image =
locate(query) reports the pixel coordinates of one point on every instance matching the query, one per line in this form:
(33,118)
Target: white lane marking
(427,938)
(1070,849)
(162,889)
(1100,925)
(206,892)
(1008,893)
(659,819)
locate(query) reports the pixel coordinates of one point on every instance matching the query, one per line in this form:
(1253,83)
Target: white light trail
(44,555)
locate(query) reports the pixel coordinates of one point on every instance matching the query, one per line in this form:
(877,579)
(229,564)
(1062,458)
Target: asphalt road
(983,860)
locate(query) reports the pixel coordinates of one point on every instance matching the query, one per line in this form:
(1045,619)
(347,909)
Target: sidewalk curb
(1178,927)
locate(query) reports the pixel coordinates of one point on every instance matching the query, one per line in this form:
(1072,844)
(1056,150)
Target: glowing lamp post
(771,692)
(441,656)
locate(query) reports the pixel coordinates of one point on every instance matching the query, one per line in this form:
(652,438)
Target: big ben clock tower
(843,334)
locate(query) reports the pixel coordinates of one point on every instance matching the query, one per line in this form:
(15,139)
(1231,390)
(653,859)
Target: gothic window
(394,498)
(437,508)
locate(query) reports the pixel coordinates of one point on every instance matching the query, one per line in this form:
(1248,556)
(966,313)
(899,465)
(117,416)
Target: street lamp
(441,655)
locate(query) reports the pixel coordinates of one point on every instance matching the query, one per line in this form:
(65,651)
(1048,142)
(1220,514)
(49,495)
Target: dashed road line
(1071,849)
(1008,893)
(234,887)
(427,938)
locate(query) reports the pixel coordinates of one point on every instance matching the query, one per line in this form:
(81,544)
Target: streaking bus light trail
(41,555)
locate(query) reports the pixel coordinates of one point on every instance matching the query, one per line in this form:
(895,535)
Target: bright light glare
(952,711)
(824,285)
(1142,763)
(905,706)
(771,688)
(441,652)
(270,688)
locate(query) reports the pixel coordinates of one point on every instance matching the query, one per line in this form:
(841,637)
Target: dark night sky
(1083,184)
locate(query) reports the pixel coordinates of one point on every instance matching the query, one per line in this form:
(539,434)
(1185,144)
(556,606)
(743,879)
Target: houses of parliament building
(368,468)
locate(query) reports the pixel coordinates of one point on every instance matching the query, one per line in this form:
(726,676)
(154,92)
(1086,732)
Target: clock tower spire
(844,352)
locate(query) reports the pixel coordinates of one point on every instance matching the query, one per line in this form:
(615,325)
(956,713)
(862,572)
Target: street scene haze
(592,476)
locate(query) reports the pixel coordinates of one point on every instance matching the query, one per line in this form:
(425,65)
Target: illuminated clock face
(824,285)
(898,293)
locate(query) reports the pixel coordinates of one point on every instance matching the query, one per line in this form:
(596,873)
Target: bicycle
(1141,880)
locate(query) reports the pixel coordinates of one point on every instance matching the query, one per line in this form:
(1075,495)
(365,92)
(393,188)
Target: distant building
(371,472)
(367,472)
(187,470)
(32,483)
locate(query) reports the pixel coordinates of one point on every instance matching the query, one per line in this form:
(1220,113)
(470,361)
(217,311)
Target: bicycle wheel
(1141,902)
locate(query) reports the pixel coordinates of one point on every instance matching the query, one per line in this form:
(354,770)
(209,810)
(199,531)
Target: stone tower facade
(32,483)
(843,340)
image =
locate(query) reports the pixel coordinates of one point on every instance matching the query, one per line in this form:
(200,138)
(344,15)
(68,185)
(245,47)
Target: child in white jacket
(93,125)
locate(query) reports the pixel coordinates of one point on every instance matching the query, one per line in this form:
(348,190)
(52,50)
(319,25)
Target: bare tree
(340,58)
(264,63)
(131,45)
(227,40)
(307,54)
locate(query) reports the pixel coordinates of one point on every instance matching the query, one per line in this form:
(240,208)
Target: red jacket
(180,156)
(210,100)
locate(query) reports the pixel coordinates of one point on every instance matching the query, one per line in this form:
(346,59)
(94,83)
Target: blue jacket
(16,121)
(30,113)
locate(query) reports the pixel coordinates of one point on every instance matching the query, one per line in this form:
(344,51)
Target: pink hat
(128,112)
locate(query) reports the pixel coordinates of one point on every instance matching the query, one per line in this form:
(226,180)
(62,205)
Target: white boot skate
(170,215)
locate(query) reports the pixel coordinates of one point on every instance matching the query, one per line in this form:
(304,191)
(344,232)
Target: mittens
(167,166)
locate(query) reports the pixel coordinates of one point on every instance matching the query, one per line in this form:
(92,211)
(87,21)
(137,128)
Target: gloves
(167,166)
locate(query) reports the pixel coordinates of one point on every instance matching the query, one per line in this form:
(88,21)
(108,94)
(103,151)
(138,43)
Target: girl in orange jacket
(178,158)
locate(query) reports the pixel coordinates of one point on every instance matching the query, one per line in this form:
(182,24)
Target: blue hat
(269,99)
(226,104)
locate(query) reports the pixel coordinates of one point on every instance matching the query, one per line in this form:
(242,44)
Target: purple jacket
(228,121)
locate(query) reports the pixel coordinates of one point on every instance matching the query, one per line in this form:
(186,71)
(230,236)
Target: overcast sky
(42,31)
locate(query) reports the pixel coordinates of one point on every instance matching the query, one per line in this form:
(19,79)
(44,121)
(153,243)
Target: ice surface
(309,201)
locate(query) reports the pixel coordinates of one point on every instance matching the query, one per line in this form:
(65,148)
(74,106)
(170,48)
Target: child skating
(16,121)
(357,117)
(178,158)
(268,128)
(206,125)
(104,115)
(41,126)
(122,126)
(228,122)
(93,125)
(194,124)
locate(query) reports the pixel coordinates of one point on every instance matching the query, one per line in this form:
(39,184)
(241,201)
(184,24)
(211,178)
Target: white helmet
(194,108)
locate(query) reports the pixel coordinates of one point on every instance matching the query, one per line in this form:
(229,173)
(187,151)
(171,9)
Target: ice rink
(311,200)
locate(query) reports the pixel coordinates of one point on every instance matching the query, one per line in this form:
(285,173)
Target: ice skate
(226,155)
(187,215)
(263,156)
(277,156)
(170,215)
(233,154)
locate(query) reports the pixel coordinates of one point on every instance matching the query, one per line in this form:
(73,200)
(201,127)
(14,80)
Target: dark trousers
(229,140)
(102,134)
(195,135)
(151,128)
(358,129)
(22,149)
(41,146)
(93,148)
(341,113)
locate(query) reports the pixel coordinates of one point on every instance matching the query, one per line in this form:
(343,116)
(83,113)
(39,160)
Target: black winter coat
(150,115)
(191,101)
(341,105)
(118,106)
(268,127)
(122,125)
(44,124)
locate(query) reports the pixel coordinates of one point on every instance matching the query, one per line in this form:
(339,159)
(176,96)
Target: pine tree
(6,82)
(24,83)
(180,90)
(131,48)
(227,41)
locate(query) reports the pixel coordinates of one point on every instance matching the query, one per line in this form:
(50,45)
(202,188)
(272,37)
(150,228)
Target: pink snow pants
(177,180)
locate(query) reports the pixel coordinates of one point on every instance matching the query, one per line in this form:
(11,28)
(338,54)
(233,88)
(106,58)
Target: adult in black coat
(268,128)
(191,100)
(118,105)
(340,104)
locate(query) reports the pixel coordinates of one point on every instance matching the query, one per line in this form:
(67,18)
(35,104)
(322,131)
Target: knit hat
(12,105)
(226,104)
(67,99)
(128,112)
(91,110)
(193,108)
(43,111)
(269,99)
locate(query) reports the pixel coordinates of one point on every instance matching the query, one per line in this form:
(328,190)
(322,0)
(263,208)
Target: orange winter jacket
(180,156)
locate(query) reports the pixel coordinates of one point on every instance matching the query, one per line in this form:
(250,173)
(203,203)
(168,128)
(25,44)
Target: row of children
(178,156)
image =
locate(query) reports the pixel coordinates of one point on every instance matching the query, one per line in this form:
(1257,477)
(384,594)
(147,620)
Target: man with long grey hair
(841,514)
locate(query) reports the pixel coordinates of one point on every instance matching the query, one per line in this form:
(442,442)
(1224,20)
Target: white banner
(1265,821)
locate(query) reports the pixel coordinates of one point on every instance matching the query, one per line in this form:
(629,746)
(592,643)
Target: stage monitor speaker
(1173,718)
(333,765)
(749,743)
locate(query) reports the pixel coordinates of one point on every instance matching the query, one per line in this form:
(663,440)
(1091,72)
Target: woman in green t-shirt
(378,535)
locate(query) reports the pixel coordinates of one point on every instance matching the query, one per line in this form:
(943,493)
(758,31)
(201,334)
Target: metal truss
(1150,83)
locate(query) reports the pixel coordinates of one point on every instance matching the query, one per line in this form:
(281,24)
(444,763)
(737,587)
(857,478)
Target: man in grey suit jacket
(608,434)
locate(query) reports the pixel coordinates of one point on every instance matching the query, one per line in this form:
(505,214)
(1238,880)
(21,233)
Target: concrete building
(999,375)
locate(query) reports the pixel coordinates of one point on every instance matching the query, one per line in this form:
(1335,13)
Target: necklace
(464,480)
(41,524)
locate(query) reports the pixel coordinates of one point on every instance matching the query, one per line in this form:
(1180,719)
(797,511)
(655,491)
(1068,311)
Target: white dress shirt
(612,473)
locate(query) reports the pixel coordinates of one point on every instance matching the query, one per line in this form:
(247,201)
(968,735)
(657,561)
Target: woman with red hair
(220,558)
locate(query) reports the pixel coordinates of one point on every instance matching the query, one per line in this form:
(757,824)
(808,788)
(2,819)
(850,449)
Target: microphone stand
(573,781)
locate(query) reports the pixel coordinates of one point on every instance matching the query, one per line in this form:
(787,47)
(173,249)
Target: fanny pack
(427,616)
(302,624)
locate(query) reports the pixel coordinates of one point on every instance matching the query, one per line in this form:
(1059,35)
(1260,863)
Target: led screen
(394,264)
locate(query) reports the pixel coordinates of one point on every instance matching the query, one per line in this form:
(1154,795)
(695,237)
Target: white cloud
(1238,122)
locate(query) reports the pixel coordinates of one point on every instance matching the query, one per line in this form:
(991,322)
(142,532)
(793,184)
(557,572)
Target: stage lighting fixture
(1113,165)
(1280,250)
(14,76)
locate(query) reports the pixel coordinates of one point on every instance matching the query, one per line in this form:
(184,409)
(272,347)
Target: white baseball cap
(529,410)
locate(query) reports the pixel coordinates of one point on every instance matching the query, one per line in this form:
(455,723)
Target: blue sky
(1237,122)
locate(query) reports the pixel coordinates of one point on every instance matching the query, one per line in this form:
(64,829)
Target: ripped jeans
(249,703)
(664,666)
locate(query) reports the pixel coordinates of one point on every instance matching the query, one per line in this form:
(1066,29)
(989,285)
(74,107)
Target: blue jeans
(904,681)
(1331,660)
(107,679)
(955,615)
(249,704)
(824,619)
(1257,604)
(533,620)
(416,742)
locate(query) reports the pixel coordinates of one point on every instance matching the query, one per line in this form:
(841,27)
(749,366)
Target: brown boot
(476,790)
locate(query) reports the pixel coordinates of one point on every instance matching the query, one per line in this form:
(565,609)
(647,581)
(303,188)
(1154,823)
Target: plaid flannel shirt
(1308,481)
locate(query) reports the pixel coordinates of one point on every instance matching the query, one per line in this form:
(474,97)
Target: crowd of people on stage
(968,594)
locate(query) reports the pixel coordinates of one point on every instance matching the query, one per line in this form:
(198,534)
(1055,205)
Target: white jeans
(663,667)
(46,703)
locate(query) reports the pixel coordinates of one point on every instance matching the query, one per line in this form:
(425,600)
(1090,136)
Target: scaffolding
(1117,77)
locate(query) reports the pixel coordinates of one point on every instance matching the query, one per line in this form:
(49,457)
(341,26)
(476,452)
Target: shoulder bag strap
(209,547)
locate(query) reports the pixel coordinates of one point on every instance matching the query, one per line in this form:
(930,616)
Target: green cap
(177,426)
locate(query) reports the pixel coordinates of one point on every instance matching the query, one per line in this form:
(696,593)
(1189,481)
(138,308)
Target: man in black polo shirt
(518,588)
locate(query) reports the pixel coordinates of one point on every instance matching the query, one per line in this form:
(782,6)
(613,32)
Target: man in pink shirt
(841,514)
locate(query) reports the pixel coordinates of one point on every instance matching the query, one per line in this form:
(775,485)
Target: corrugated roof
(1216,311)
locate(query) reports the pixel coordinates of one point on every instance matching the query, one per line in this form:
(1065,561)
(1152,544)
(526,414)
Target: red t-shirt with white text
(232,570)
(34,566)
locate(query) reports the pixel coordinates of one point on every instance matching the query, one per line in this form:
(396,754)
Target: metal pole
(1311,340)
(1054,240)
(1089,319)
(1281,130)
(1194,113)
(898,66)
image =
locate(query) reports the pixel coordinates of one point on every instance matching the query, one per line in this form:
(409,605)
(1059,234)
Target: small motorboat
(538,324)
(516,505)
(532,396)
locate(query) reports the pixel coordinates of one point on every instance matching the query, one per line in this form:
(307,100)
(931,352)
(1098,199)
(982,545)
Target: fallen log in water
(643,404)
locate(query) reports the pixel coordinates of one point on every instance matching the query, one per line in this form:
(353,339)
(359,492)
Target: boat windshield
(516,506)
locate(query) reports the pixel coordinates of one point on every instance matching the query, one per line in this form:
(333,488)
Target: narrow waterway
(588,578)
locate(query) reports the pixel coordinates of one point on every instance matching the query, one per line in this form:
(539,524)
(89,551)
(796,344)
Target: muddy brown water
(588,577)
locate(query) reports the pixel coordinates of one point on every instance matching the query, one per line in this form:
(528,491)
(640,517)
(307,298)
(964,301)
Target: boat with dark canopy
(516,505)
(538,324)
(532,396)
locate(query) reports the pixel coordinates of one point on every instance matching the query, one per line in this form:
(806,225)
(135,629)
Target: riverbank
####################
## WHAT THE TASK ASKS
Determine how many lines of the listing above contain the string "jacket", and reply with that number alone.

## WRITTEN REPLY
7